Start of Data for analysis

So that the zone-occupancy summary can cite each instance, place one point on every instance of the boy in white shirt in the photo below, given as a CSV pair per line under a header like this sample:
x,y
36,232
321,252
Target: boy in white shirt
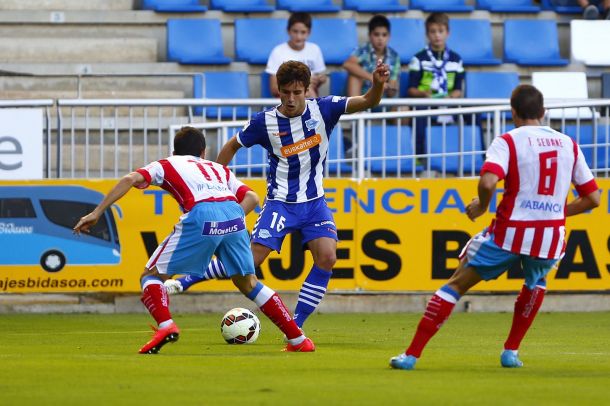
x,y
298,49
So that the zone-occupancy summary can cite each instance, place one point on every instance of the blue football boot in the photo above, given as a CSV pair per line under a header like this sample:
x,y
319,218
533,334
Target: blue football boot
x,y
403,361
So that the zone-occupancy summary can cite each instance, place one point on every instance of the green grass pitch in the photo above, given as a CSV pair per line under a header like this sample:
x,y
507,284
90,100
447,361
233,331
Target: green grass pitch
x,y
93,360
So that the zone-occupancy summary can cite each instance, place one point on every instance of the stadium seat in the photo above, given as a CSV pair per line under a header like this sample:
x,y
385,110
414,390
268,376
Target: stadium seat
x,y
241,6
414,30
265,88
255,157
479,52
606,85
387,144
584,138
562,6
451,143
490,85
588,42
256,37
195,41
336,37
374,6
403,90
563,85
309,6
222,85
508,6
532,43
173,6
336,151
338,83
448,6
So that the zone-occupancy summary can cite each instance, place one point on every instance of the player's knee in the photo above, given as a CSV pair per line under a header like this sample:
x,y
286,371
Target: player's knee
x,y
245,284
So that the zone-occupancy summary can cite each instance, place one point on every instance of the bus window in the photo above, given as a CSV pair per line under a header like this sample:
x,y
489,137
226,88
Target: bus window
x,y
16,208
67,213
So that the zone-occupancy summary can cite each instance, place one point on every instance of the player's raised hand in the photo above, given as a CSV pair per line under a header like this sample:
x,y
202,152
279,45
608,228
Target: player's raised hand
x,y
85,223
381,74
474,209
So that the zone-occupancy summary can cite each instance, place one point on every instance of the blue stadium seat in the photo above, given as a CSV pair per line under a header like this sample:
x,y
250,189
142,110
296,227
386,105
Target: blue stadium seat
x,y
584,137
337,37
336,150
374,6
388,146
338,83
452,144
532,43
255,155
195,41
309,6
242,6
403,90
265,88
256,37
508,6
448,6
173,6
490,85
222,85
414,30
479,52
562,7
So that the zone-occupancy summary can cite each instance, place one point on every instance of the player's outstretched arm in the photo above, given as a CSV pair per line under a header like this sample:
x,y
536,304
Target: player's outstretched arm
x,y
228,151
487,187
118,191
583,203
249,202
370,99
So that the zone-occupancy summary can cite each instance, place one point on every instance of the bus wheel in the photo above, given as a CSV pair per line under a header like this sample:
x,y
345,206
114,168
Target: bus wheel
x,y
53,261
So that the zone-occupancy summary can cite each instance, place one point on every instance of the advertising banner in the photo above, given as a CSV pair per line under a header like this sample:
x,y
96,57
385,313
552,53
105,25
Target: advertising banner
x,y
21,143
395,235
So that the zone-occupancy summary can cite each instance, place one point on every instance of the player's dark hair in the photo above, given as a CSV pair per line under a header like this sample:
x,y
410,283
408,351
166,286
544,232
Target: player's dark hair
x,y
528,102
293,71
437,18
189,141
300,17
378,21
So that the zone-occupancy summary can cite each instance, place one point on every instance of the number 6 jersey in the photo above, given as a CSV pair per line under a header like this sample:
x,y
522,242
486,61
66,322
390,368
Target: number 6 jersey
x,y
538,165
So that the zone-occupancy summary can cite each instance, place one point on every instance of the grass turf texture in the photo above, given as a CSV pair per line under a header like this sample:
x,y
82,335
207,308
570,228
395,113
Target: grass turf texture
x,y
92,359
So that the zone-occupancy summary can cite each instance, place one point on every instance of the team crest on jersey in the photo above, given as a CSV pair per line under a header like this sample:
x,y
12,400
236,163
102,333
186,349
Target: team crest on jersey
x,y
303,145
311,124
264,233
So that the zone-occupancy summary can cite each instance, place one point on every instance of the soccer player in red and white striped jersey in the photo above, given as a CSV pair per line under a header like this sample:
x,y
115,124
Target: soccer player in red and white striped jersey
x,y
538,166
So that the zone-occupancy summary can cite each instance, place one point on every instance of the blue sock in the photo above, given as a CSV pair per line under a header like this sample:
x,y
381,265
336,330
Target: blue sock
x,y
311,294
215,270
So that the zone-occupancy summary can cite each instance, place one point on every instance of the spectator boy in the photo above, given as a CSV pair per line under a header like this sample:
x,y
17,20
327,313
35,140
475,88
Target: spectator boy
x,y
298,49
436,71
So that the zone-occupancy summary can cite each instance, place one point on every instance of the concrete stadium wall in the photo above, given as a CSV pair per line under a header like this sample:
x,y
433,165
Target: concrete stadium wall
x,y
333,303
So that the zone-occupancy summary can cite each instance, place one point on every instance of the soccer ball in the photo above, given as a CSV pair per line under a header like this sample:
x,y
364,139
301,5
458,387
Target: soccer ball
x,y
240,326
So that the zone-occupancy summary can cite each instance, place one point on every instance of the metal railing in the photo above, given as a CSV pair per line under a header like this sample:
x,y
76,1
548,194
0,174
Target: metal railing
x,y
107,137
46,105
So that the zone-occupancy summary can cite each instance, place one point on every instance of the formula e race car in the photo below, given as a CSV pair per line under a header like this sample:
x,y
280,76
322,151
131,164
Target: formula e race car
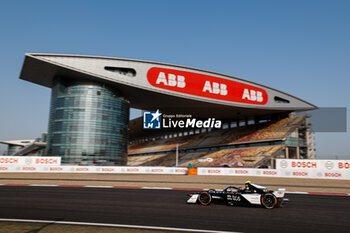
x,y
250,195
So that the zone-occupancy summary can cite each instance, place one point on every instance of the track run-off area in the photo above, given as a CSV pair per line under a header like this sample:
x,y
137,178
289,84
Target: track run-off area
x,y
139,203
167,209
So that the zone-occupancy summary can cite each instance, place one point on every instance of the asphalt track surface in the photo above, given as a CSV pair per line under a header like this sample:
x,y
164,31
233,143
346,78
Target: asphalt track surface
x,y
167,208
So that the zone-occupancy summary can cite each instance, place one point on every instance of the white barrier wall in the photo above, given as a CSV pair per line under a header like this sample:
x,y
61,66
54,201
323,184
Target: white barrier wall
x,y
96,169
321,169
29,160
327,169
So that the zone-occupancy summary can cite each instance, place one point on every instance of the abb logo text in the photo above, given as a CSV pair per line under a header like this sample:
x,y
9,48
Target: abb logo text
x,y
206,86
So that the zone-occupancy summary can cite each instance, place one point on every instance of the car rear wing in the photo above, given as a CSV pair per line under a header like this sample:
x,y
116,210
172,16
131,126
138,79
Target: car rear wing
x,y
279,192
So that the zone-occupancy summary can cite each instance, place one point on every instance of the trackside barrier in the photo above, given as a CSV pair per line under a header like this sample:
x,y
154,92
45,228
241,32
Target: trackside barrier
x,y
29,161
96,169
340,172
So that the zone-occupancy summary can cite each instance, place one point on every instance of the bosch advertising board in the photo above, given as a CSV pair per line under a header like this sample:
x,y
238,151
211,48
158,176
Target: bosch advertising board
x,y
30,160
206,86
310,164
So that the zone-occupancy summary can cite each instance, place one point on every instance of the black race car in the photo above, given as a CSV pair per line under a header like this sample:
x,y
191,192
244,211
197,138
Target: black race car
x,y
250,195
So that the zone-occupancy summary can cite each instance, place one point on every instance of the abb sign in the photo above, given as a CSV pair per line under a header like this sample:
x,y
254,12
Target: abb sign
x,y
206,86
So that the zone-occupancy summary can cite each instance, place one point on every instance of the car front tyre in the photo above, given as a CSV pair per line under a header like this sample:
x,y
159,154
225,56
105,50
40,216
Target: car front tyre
x,y
204,198
269,201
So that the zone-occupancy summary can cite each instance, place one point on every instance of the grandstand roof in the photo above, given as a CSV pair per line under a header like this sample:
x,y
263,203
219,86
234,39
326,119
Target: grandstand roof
x,y
170,88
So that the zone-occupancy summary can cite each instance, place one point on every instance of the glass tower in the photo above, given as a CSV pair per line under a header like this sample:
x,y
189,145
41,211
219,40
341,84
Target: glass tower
x,y
88,124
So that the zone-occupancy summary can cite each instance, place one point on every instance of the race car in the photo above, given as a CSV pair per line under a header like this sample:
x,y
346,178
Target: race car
x,y
249,195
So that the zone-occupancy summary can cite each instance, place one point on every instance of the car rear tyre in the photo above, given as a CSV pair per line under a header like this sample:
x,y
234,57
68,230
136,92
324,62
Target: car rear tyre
x,y
204,198
269,201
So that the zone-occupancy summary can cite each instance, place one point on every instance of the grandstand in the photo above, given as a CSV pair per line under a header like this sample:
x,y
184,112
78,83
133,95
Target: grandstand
x,y
91,98
252,144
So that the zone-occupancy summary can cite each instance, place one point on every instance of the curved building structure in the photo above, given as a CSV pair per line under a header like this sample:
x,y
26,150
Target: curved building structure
x,y
91,97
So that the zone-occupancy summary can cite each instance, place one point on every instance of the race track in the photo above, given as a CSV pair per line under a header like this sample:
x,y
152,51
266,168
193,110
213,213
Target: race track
x,y
167,208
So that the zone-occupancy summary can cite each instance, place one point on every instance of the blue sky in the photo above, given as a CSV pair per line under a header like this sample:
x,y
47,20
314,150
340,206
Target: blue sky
x,y
300,47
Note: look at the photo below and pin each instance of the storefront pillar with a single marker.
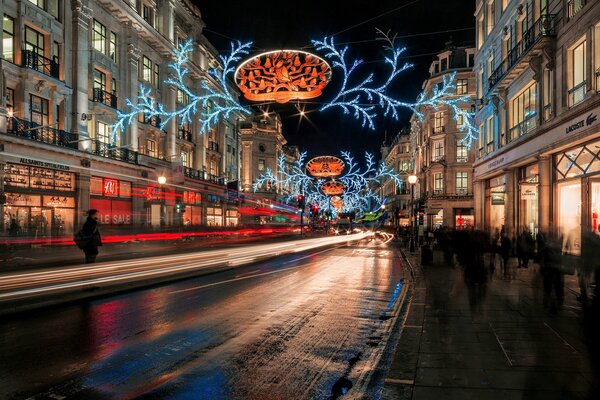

End of Data for analysis

**What is needed:** What lines above contain "below"? Copy them out.

**Response area:**
So that the zone-occupancy summary can cite each instance, place one point on every instance of the boy in white shirt in the photo below, given as a CSV pair per line under a header like this sample:
So that the zone-occupancy summary can cite each instance, place one point on every instance of the formula e race car in the photo below, given as a CSV pair per line under a header like this sample:
Note: look at the photo below and pin each instance of the storefront pillar with a single marker.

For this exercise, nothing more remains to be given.